The approach of the linked article tries to match words meaning the same thing across languages by separately building a vector embedding of each language corpus and then looking for structural (neighborhood) similarity between the embeddings, with an extra global 'rotation' step mapping the two vector spaces on one another.

So if both languages have a word for "cat", and many other words related to cats, and the relationship between these words is the same in both languages (e.g. 'cat' is close to 'dog' in a different way than it is close to 'food'), then these words can be successfully translated.

But if one language has a tiny vocabulary compared to the other one, and the vocabulary isn't even a subset of the other language's (dolphins don't talk about cats), then you can't get far. Unless you have an English training dataset that only uses words that do have translations in Dolphin. But we don't know what dolphins talk about, so we can't build this dataset.

Also, this is machine learning on text with distinct words; do we even have a 'separate words' parser for dolphin signals?

Current AI methods are basically just fancy correlations, so unless the thing you are looking for is in the dataset (or is a simple combination of things in the dataset) you won't be able to find it.

Task instructions:
(1) For each statement, answer yes or no on whether the dolphin translation post supports it, and quote the words that decide it: (a) the approach builds one shared embedding from both language corpora; (b) the author states that we don't know what dolphins talk about; (c) the approach includes a global rotation step between the two vector spaces.
(2) Please list every distinct word that the dolphin translation post puts in quotation marks in its example about a word for "cat".
(3) According to the dolphin translation post, what are current AI methods basically?
This material was drawn from an unrelated source.

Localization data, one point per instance
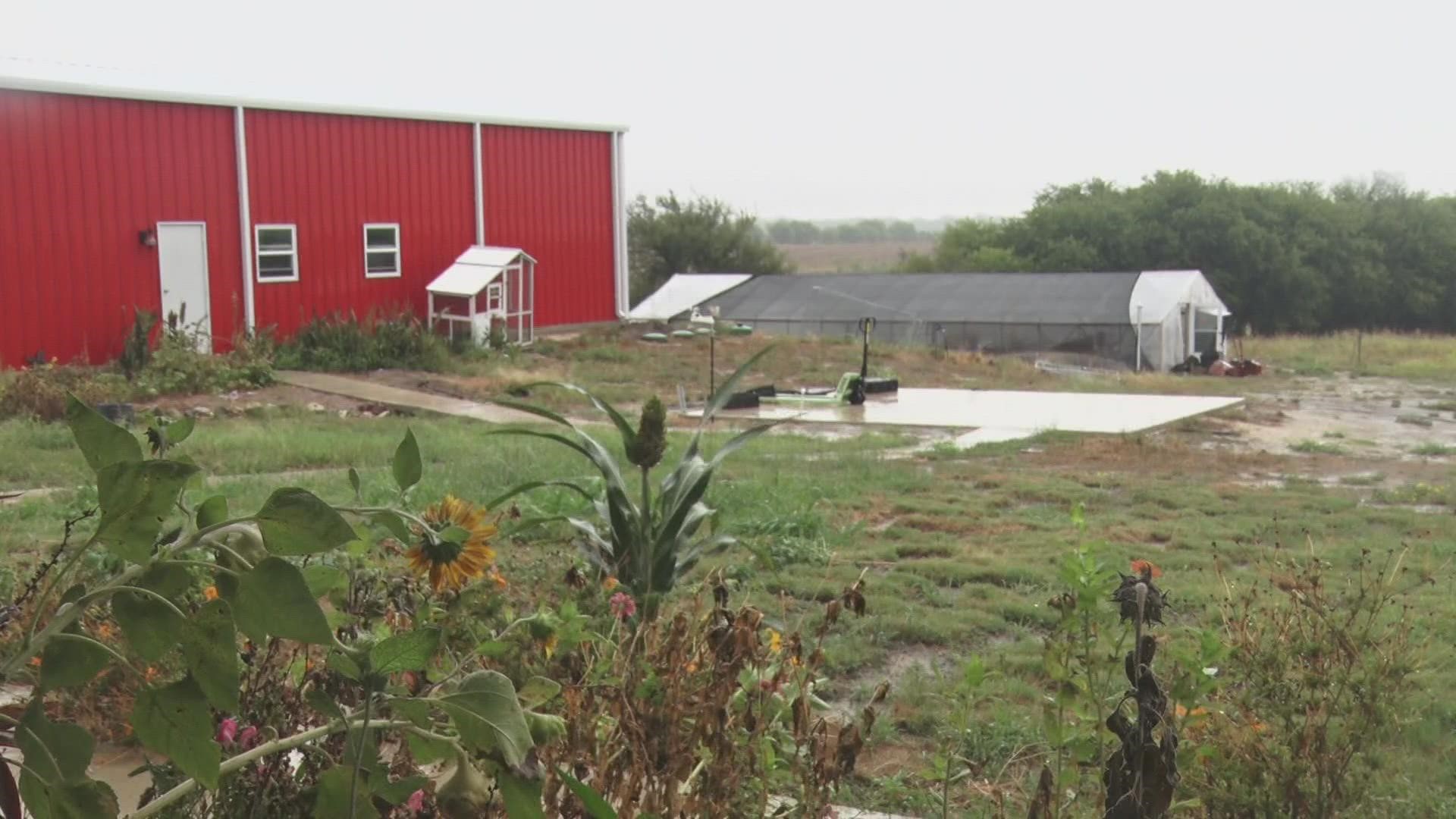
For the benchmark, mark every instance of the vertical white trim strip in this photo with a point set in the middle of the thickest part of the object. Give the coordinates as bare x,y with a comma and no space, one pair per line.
479,188
245,218
619,229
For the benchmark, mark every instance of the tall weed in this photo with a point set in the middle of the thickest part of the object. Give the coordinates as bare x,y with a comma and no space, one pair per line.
347,344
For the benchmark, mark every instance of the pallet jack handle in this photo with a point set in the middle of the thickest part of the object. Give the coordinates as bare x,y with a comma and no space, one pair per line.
867,328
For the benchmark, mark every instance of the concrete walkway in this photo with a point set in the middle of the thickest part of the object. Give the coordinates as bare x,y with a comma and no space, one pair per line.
369,391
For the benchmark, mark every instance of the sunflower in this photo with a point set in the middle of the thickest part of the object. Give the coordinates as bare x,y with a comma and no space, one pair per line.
450,564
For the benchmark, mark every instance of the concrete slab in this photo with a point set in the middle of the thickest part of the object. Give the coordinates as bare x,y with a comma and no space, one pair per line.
363,390
1002,414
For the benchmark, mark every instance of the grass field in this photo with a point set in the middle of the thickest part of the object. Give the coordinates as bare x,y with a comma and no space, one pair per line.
859,257
962,548
1394,354
619,366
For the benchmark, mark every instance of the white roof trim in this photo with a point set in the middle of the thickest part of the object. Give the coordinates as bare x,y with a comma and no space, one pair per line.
231,101
685,292
476,268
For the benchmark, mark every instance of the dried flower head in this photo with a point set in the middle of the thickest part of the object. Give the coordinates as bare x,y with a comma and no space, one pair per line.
622,605
1147,569
452,564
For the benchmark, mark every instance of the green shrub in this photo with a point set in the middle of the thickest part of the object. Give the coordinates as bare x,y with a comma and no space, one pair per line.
347,344
178,368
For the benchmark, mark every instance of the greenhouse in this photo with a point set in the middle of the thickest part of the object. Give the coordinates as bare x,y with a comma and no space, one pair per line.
1098,316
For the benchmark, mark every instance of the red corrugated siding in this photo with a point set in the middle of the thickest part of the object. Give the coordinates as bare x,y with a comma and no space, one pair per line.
549,193
329,175
79,178
80,175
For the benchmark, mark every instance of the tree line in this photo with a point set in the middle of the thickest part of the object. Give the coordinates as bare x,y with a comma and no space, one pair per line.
804,232
1293,257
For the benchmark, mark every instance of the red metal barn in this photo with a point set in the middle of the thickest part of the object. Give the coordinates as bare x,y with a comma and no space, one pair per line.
264,215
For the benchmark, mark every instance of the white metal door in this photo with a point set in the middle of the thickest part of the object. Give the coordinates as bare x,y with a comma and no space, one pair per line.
182,261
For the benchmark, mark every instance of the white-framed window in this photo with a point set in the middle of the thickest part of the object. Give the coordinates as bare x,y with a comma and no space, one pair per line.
382,251
275,249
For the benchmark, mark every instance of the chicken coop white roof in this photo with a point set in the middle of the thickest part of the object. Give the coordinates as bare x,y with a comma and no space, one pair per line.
475,268
683,292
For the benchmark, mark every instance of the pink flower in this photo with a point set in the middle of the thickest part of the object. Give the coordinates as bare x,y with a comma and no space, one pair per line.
226,732
622,605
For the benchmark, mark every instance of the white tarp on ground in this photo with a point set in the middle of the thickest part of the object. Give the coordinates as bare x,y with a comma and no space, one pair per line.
1002,411
683,292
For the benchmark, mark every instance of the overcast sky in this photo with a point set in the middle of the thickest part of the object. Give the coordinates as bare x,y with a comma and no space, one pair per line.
845,108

Answer list:
(1)
(a) No: "separately building a vector embedding of each language corpus"
(b) Yes: "But we don't know what dolphins talk about, so we can't build this dataset."
(c) Yes: "with an extra global 'rotation' step mapping the two vector spaces on one another"

(2) cat, dog, food

(3) Fancy correlations.